TASK INSTRUCTIONS:
When the line containing "You are given a photograph. Locate the side" is reached, copy it and each subsequent line of the material below exactly, through the last line.

*** Opening of THE DATA ***

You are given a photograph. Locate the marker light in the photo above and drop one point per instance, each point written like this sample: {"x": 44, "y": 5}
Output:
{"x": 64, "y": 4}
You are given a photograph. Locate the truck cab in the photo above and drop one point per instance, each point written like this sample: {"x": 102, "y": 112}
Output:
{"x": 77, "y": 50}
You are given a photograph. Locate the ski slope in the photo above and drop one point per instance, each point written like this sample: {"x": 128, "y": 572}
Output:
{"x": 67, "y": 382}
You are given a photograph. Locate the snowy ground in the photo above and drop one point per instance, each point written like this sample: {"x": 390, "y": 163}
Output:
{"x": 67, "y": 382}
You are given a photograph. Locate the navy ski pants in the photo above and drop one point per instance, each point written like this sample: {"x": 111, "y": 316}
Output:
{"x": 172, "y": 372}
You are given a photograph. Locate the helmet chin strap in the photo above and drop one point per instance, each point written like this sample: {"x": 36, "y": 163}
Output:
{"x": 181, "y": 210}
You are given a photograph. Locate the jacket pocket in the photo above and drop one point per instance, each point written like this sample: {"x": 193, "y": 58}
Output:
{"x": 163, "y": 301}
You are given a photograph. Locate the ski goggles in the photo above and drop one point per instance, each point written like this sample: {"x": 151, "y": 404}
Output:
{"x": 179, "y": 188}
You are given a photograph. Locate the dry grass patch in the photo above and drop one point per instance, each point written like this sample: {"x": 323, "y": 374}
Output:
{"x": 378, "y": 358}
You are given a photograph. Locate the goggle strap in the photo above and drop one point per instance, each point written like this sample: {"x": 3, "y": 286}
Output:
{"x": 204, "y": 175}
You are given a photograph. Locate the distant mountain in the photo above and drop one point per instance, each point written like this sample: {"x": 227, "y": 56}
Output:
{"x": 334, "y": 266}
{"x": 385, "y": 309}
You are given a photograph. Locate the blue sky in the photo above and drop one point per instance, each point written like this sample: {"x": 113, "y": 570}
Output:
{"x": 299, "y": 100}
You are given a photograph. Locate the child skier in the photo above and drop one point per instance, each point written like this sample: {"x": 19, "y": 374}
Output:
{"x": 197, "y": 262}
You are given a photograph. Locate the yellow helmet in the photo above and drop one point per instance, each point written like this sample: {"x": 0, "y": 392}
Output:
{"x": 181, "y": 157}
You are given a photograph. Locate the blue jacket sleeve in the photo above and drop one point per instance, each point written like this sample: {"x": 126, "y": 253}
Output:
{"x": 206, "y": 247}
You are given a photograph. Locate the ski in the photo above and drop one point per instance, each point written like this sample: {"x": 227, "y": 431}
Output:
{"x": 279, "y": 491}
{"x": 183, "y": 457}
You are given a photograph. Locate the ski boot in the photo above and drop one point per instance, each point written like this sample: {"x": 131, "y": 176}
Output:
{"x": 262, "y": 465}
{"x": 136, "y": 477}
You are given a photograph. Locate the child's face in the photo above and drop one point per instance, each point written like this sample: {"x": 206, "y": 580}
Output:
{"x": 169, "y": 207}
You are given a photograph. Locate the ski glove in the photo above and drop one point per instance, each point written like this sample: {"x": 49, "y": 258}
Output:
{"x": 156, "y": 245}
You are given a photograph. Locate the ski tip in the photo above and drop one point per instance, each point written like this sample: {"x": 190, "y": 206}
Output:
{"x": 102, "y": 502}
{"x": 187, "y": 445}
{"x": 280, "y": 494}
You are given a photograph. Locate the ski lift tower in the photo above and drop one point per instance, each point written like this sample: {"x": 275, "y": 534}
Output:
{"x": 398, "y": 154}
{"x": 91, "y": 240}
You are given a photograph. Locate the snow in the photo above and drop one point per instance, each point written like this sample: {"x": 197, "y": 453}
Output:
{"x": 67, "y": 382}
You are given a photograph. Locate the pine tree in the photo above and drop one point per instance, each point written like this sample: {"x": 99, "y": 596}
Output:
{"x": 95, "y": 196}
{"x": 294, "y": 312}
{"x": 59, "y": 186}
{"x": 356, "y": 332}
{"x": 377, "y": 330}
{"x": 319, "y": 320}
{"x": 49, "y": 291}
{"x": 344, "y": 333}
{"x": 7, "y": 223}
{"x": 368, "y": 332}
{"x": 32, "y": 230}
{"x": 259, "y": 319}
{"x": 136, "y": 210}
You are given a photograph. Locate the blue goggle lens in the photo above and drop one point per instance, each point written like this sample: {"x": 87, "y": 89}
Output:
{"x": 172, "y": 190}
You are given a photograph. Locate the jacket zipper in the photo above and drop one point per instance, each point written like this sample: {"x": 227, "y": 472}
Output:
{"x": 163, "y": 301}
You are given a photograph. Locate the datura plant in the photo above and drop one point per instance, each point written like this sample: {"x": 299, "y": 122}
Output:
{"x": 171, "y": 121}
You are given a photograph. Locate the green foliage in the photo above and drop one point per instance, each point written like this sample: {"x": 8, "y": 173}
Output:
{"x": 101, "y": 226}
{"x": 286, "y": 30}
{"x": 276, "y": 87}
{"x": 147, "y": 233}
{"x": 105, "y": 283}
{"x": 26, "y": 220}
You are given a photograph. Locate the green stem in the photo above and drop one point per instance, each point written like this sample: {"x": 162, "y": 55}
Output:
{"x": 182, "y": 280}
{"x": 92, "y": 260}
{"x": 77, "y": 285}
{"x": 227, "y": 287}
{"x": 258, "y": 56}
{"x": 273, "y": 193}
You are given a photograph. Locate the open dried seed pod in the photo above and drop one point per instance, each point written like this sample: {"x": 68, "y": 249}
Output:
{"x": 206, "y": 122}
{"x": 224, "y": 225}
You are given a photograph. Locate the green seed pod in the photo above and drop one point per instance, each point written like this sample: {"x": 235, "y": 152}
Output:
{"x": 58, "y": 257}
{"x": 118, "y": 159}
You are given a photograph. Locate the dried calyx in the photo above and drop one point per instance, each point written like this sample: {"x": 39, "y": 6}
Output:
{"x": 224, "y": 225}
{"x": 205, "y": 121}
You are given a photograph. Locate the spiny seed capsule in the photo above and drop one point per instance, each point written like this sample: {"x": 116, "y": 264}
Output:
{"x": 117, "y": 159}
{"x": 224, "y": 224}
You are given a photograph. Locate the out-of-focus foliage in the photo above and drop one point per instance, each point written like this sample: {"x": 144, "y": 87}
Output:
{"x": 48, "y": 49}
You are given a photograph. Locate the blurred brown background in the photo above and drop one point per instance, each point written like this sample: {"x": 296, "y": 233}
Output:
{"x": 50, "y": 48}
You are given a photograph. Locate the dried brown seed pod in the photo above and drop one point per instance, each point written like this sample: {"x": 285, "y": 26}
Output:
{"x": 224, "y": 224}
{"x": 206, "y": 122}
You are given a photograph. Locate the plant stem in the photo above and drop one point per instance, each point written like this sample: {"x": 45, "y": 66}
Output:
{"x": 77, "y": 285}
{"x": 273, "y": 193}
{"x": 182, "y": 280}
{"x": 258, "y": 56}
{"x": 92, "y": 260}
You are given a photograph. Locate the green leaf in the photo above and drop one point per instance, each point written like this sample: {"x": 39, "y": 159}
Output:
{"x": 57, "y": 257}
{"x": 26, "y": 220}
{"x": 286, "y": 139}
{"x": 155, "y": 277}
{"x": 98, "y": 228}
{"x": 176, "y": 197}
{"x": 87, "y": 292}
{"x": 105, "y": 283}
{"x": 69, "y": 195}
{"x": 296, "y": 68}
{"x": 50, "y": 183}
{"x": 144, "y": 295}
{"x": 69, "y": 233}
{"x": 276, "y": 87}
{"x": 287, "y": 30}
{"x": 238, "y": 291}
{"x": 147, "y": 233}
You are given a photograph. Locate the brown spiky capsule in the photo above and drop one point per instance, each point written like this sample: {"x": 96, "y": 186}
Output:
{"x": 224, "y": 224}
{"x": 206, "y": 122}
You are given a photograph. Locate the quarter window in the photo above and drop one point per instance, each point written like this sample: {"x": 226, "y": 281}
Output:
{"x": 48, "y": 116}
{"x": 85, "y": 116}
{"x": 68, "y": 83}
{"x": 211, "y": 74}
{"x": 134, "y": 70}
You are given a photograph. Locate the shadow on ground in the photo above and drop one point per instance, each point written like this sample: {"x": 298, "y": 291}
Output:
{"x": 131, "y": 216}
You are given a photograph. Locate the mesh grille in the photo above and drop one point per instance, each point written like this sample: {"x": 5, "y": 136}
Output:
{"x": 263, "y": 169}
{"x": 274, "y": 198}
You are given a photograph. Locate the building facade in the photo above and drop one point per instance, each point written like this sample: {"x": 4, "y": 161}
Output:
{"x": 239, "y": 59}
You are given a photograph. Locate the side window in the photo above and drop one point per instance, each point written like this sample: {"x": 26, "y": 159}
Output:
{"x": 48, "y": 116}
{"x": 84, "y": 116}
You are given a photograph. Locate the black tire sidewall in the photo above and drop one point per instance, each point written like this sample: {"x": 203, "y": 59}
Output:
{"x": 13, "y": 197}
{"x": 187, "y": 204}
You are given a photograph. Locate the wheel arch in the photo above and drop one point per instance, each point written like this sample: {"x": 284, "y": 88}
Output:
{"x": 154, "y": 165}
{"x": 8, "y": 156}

*** Close of THE DATA ***

TASK OUTPUT:
You are given a photograph. Locate the side window in the photo above and drop one point per instance, each point written like this sample: {"x": 26, "y": 159}
Output:
{"x": 48, "y": 116}
{"x": 84, "y": 116}
You are given a photograph. Locate the black tire sidewall in the photo above and drop one point per instance, each point written like this sample: {"x": 203, "y": 59}
Output:
{"x": 13, "y": 197}
{"x": 187, "y": 204}
You are given a photograph. Locate the wheel arch in the photo above and drop one point per instance, each point written like this sample: {"x": 284, "y": 88}
Output:
{"x": 154, "y": 165}
{"x": 8, "y": 156}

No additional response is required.